> [Activity] Copy word for word the portion of the quantum biosensing article between "Quantum sensors might" and "kinds of stress.", inclusive.
==== Document excerpt ====
Researchers hope sensors using quantum tech could transform biology research.
Scientists discovered nuclear magnetic resonance, a physical phenomenon where nuclei absorb and re-emit energy when placed in a magnetic field, in 1938. But it took almost 30 years for this fundamental physics discovery to find its most widely known application: MRI imaging, a crucial diagnostic tool in medical and biological research.
Now in the 21st century, researchers can make quantum devices precise enough to sense single ions—and University of Chicago chemistry professor Greg Engel doesn’t want to wait 30 years to find their most useful applications.
“It’s rapidly becoming clear that quantum sensing could be transformative in the next phases of biology research,” Engel says.
The advantage of superposition
Quantum technology takes advantage of scientific phenomena that are only accessible on the smallest of scales, such as the concept of superposition: where a system exists in a combination of possible states rather than in a single one. This unique characteristic of quantum systems is quite fragile—when a quantum system in superposition interacts with its environment in any way, its superposition “collapses” and it exists in one state instead of many.
This incredible fragility is what makes quantum communication and computing technologies so difficult to implement. Keeping something as tiny as an atom isolated enough to exist in superposition takes a lot of energy, funding, and logistics.
Quantum sensing, however, takes that fragility and makes it an advantage. If the superposition of a system can be disturbed by a single molecule, a single atom, or even a single photon, that system can be turned into a sensor to monitor these individual particles.
Many important phenomena in biology originate from single atoms, like the motion of an individual ion or a small change in the electric charge of a protein. These processes, however, are currently incredibly difficult or even impossible to measure. Quantum biosensing offers a way to investigate these biological events with unprecedented sensitivity.
“With the convergence between the sensitivity that is possible with quantum measurement, and the absolute need in biology to understand things on exactly these scales: it’s just a match made in heaven,” says Engel, who is also the director of the new $25 million Quantum Leap Challenge Institute for Quantum Sensing for Biophysics and Bioengineering (QuBBE).
The potential applications of quantum biosensing range from tracking a drug through the membrane and across the cytoplasm of a single cell, to precise demarcation of tumor margins during surgery.
Quantum sensing, however, takes that fragility and makes it an advantage.
Quantum sensors might even be able to record critical biological processes like protein folding and the movement of particles through ion channels in cellular membranes, as well as the transmission of electrical signals through neurons.
“Quantum sensing allows you to measure quantities that are traditionally hard to measure at those scales, such as temperature, pressure, or electromagnetic fields,” says UChicago molecular engineering professor Peter Maurer. Maurer’s research lab can use quantum sensors to track temperature changes across a single cell, which is important for understanding how cells respond to different kinds of stress.
Developing new tools for manipulating sensors
To get the measurements researchers want, quantum biosensors have to be positioned at the exact locations where interesting biological events are happening. But the fragility of quantum technology often requires extremely controlled environments, like a vacuum chamber with near-zero temperature—in this sort of setting, biological processes can only be seen as frozen “snapshots.” To access the full potential of quantum biosensors, researchers are finding new ways to manipulate quantum sensors in warmer, less-controlled environments, so they can see “movies” of events rather than snapshots.
==== Raw data ====
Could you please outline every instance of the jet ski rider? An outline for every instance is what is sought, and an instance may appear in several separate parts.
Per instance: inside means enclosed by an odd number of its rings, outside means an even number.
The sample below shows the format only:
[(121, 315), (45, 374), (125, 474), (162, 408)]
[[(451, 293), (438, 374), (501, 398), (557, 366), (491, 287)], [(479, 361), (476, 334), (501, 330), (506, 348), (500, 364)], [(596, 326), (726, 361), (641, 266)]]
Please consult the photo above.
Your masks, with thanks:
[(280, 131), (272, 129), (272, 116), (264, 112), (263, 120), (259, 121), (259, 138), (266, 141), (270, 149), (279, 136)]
====
> [Expected output]
Quantum sensors might even be able to record critical biological processes like protein folding and the movement of particles through ion channels in cellular membranes, as well as the transmission of electrical signals through neurons.
“Quantum sensing allows you to measure quantities that are traditionally hard to measure at those scales, such as temperature, pressure, or electromagnetic fields,” says UChicago molecular engineering professor Peter Maurer. Maurer’s research lab can use quantum sensors to track temperature changes across a single cell, which is important for understanding how cells respond to different kinds of stress.